> **TRECHO FORNECIDO**:
O diagnóstico neonatal das hemoglobinopatias merece algumas considerações especiais. Quanto a esse aspecto é importante lembrar que o recém-nascido normal apresenta cerca de 80% da sua hemoglobina do tipo fetal (Hb F), só atingindo o padrão hemoglobínico típico da respiração pulmonar (97 a 99% de Hb A, 1 a 3% de Hb A2 e < 1% de Hb F) por volta dos seis meses de idade. Os pacientes com a anemia falciforme (homozigotos do gene da hemoglobina S) apresentam a hemoglobina S substituindo a hemoglobina normal A. Como a Hb F é um potente inibidor do processo de falcização das hemácias, o seu alto percentual nos primeiros meses de vida protege clinicamente os indivíduos com doenças falciformes. Esse fato, associado à imunidade passiva, recebida da mãe por via placentária, permite que penicilinoterapia profilática tenha início por volta dos três meses de idade. Os homozigotos do gene da talassemia beta, bem como de outras hemoglobinopatias, também são protegidos pelos níveis elevados de Hb F nos primeiros meses de vida. Pode-se dizer, portanto, que para as principais hemoglobinopatias que ocorrem em nosso país, o diagnóstico pode ser considerado precoce se realizado até os três ou quatro meses de idade. Tal situação é totalmente diferente da fenilcetonúria e do hipotireoidismo congênito, por exemplo, que exigem uma intervenção terapêutica muito mais precoce. A única hemoglobinopatia fatal a partir dos sete meses de gestação é a hidropisia fetal por Hb Bart's, que é uma forma específica de talassemia alfa extremamente rara no Brasil.

Se do ponto de vista clínico os níveis elevados da Hb F nos primeiros meses de vida são benéficos para os portadores de hemoglobinopatias, do ponto de vista do seu diagnóstico laboratorial, eles podem representar um fator complicante. Para as duas hemoglobinopatias mais freqüentes em populações brasileiras (Hb S e C), são exigidas técnicas mais sensíveis de eletroforese, como a de focalização isoelétrica. Mesmo assim, a confirmação diagnóstica por volta dos três meses de idade, sempre acompanhada da investigação laboratorial de ambos os genitores, é imprescindível. Isso permite que a anemia falciforme (homozigotos SS) seja diferenciada de outras doenças falciformes, como a hemoglobina SC e, principalmente, a Sb talassemia.

Quanto à hemoglobina C, é importante lembrar que ela ocupa, na eletroforese em pH alcalino, a mesma posição que a hemoglobina normal A2. Assim sendo, os heterozigotos com o traço de hemoglobina C (heterozigotos AC) não devem ser confundidos com os heterozigotos da talassemia beta (heterozigotos AT), que apresentam níveis aumentados de Hb A2. Embora nós tenhamos constatado que essa confusão diagnóstica realmente ocorra em nosso meio, ela é difícil de ser compreendida, pois os heterozigotos AC apresentam, após os seis meses, níveis de Hb C por volta de 40 a 50%, enquanto que os heterozigotos AT apresentam níveis de Hb A2 de, no máximo, 7%.

> **TAREFA 1**:
Segundo o trecho sobre o diagnóstico neonatal das hemoglobinopatias, com que idade começa a penicilinoterapia profilática?
> **TAREFA 2**:
Prolongue com um novo parágrafo o trecho sobre o diagnóstico neonatal das hemoglobinopatias, começando logo após a última frase dele.

> **DADOS FORNECIDOS**:
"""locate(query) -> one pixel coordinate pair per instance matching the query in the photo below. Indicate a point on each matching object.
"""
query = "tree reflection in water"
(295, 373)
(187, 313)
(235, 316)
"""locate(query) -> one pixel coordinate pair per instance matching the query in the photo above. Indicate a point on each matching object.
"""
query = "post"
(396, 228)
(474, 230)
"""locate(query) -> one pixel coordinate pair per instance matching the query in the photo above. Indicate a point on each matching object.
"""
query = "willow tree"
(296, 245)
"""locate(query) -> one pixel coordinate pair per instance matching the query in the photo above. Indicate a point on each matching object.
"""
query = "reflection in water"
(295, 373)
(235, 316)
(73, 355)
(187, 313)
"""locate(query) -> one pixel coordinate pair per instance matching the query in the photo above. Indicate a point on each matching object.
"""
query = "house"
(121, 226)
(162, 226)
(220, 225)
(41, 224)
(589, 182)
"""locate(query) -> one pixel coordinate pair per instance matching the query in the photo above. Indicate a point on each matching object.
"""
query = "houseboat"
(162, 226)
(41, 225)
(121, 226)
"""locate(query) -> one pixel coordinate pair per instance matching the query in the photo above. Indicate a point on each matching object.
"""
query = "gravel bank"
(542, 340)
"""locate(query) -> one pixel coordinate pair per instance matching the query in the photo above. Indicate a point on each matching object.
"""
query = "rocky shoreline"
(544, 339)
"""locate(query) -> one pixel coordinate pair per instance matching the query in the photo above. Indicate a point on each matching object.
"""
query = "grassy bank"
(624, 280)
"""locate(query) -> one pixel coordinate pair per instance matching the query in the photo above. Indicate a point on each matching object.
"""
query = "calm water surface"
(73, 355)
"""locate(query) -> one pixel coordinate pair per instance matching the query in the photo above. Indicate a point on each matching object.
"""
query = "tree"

> **RESPOSTA FINAL 1**:
Por volta dos três meses de idade.

> **RESPOSTA FINAL 2**:
Do ponto de vista do diagnóstico neonatal, no entanto, o aspecto mais problemático é o dos homozigotos do gene da talassemia beta, portadores da talassemia maior (homozigotos TT). Curiosamente, a portaria MS 822/01 refere-se à triagem neonatal das doenças falciformes e de "outras hemoglobinopatias", sem especificar exatamente quais são elas. A talassemia maior, no entanto, que representa um grande problema no Sul e no Sudeste do Brasil, tanto pela freqüência quanto pela gravidade clínica (4), é praticamente impossível de ser triada nos recém-nascidos pelas técnicas hematológicas usuais, exigindo procedimentos de Biologia Molecular. Nós temos contornado esse problema de uma forma muito simples, ou seja, investigando rotineiramente o traço de talassemia beta (heterozigose AT) nas gestantes em seguimento pré-natal.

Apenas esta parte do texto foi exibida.